- _PROBLEM TO SOLVE_:
Please pick out every line in the entries below that contains the string "fixture", matching case exactly, and copy each of those lines.

────────

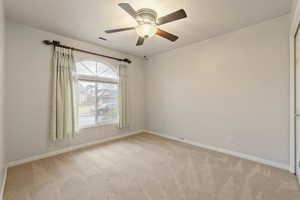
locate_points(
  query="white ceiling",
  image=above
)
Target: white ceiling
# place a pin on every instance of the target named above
(87, 19)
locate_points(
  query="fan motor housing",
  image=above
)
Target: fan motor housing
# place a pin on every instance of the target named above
(146, 16)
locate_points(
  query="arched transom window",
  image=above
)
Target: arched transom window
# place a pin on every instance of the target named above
(98, 91)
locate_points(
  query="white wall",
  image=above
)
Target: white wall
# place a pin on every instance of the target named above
(229, 92)
(2, 150)
(28, 90)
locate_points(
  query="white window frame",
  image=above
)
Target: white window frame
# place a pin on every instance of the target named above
(99, 79)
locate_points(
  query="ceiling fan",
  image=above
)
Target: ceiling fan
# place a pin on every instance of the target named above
(148, 22)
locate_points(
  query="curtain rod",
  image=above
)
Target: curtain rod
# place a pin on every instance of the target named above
(57, 43)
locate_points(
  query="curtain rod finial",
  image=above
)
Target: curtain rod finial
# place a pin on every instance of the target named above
(47, 42)
(127, 60)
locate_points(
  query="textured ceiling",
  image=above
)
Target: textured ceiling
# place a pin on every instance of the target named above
(87, 19)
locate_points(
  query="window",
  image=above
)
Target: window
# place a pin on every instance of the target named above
(98, 92)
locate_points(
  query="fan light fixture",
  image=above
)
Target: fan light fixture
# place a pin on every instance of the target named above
(148, 22)
(146, 30)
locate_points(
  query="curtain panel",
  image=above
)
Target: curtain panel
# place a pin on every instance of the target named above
(64, 95)
(123, 97)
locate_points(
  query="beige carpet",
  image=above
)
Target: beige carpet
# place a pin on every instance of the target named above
(147, 167)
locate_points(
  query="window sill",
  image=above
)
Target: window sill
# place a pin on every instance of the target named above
(107, 123)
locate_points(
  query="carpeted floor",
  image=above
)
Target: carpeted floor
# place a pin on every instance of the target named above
(147, 167)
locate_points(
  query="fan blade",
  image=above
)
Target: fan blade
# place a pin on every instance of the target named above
(166, 35)
(119, 30)
(128, 9)
(179, 14)
(140, 41)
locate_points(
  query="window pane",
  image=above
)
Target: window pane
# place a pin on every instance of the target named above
(87, 103)
(93, 68)
(107, 106)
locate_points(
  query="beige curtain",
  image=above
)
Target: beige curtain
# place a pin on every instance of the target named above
(123, 97)
(64, 108)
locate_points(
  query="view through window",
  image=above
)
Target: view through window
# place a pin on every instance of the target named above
(98, 102)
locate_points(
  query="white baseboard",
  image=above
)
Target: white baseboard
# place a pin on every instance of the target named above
(68, 149)
(236, 154)
(3, 184)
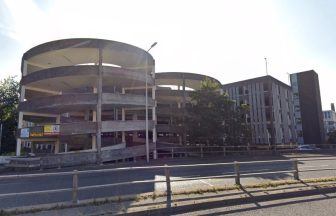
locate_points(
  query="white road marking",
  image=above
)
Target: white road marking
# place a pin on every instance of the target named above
(206, 183)
(315, 166)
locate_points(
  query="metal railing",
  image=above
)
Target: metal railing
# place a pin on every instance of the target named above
(237, 175)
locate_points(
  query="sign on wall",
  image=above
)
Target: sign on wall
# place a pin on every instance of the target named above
(24, 133)
(51, 130)
(36, 131)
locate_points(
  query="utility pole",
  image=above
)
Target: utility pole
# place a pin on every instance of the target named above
(0, 136)
(266, 66)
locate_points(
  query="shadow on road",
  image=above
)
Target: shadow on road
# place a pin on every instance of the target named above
(249, 199)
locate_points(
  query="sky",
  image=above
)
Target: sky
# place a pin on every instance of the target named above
(225, 39)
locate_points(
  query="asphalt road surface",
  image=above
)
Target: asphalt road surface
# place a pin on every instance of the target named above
(317, 205)
(13, 186)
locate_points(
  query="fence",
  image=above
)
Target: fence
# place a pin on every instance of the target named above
(237, 175)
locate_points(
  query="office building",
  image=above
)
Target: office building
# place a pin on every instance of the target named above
(307, 107)
(271, 108)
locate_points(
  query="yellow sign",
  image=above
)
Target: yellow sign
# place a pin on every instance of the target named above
(51, 130)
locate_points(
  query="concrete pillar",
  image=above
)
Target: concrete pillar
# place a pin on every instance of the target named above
(94, 119)
(155, 121)
(123, 118)
(18, 141)
(184, 136)
(135, 133)
(87, 115)
(20, 120)
(57, 143)
(99, 102)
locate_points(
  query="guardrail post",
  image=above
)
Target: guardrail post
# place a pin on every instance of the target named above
(167, 173)
(237, 178)
(59, 163)
(75, 187)
(296, 169)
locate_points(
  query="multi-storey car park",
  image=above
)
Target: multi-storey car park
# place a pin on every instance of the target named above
(85, 94)
(173, 94)
(88, 95)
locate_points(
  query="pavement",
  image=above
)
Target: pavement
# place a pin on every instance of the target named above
(293, 199)
(15, 186)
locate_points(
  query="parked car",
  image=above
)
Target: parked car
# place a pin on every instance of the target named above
(307, 148)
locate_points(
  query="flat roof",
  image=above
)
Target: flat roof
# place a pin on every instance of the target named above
(257, 79)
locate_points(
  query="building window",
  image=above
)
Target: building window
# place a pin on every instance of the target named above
(240, 90)
(265, 86)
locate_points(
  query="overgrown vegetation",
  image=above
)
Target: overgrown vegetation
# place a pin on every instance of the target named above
(332, 137)
(9, 99)
(212, 118)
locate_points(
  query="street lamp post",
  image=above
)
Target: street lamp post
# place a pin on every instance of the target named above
(146, 106)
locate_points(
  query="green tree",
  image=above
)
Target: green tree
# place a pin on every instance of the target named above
(213, 118)
(332, 137)
(9, 99)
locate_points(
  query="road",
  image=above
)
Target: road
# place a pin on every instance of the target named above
(317, 205)
(46, 183)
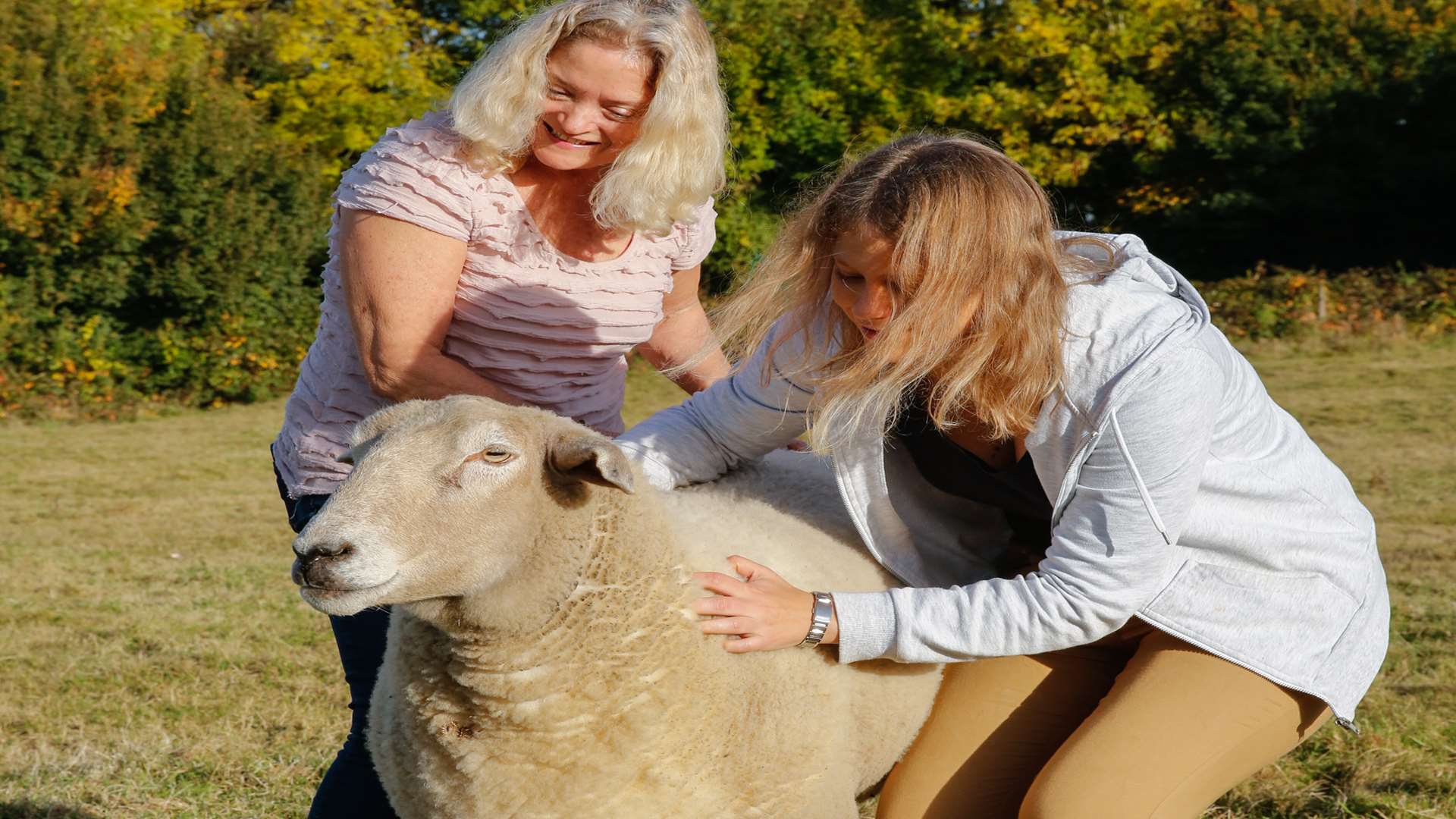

────────

- _WRITTEN SOLUTION_:
  query="fan light fixture",
Target: fan light fixture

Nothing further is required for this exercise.